───── TEXT BLOCK ─────

Makes me wonder who learned from who?
Swedes, Germans, Brits, Danes, etc. need to pay attention to this story.
The huge animal was attacked and killed at the Jaldapara National Park in India.
She was roaming along when the two bull rhinos first tried to chase her off their territory.
Known for its population of one-horned rhinos, the female had also lost her calf only a few days before the heartbreaking incident, according to Indileak.
An official for the park said to the Hindustan Times: ‘The dead rhino, which was hardly five or six year old sub-adult, had suffered injuries as dominant male rhinos overpowered her for mating.
‘Rhinos have sharp and strong teeth, and they often attack female if they are denied mating.’
A ranger on site reportedly tried to break up the attack by firing his rifle into the air – but failed.
Experts believe the attack had more to do with the female foraging in the territory of the males and said these types of attacks occur during the summer when food is harder to come by.
However, most often the weaker animal will escape to safety rather than continue to fight.
The attack comes after three rhinos were killed in a lightening strike in nearby Gorumara National Park.
A 27-year-old female, a 14-year-old calf and a baby rhino were found dead in May after they were struck by a bolt that ‘shook the ground’ for miles, officials said.
The rhinoceros can be found only in certain parts of north India and Nepal.
It has become an endangered species after extensive poaching for its horn, which is often used in Chinese and Vietnamese traditional medicine.
There are currently only around 2,000 Indian rhinos left in the wild.

─────

**WORK TASK 1:** In the rhino article, where was the female rhino attacked and killed?
**WORK TASK 2:** Reproduce word for word the part of the rhino article from "The attack comes" up to and including "Vietnamese traditional medicine.".
The lines after the rhino article play no part here.

───── EXCERPTED DATA ─────

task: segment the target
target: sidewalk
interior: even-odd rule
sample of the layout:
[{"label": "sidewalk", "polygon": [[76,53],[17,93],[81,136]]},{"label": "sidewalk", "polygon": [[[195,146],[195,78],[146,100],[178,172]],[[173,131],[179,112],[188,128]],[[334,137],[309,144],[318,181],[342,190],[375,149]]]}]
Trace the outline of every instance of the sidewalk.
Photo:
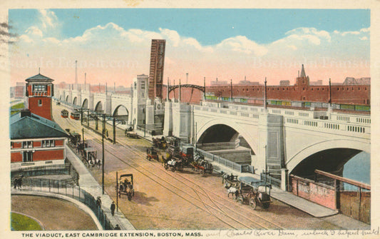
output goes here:
[{"label": "sidewalk", "polygon": [[[252,174],[249,173],[237,172],[235,171],[232,171],[230,168],[225,167],[223,165],[220,165],[218,163],[212,163],[214,166],[214,171],[216,171],[217,172],[222,171],[225,173],[227,173],[228,174],[232,173],[234,175],[237,175],[239,176],[248,176],[257,179],[260,179],[260,176],[258,175]],[[283,191],[281,189],[277,188],[272,188],[270,190],[270,195],[273,198],[282,201],[282,203],[289,205],[299,210],[301,210],[316,218],[327,217],[339,213],[337,210],[332,210],[320,205],[319,204],[312,203],[304,198],[298,197],[291,193]]]},{"label": "sidewalk", "polygon": [[107,194],[102,195],[101,186],[93,178],[87,168],[82,163],[82,161],[68,147],[66,147],[66,157],[79,174],[78,183],[81,188],[85,190],[95,198],[98,196],[101,197],[102,209],[106,213],[111,223],[113,226],[118,224],[121,230],[135,230],[133,225],[120,211],[115,211],[115,215],[113,216],[111,215],[110,206],[113,202],[112,198]]},{"label": "sidewalk", "polygon": [[[140,136],[141,138],[145,138],[148,141],[152,141],[152,137],[150,136],[148,136],[147,137],[143,137],[141,136]],[[160,138],[161,136],[157,136],[155,137]],[[248,176],[248,177],[252,177],[257,179],[260,179],[260,176],[258,175],[252,174],[249,173],[237,172],[223,165],[220,165],[217,162],[211,162],[211,163],[212,163],[214,166],[214,171],[217,171],[217,172],[222,171],[225,173],[227,173],[228,174],[232,173],[234,175],[237,175],[239,176]],[[312,203],[304,198],[298,197],[291,193],[283,191],[281,189],[279,189],[277,188],[272,188],[272,189],[271,190],[271,196],[274,199],[282,201],[282,203],[289,205],[299,210],[301,210],[316,218],[327,217],[327,216],[337,215],[339,213],[337,210],[332,210],[332,209],[324,207],[322,205],[320,205],[319,204]]]}]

─────

**ANSWER SPACE 1:** At the Jaldapara National Park in India.

**ANSWER SPACE 2:**
The attack comes after three rhinos were killed in a lightening strike in nearby Gorumara National Park.
A 27-year-old female, a 14-year-old calf and a baby rhino were found dead in May after they were struck by a bolt that ‘shook the ground’ for miles, officials said.
The rhinoceros can be found only in certain parts of north India and Nepal.
It has become an endangered species after extensive poaching for its horn, which is often used in Chinese and Vietnamese traditional medicine.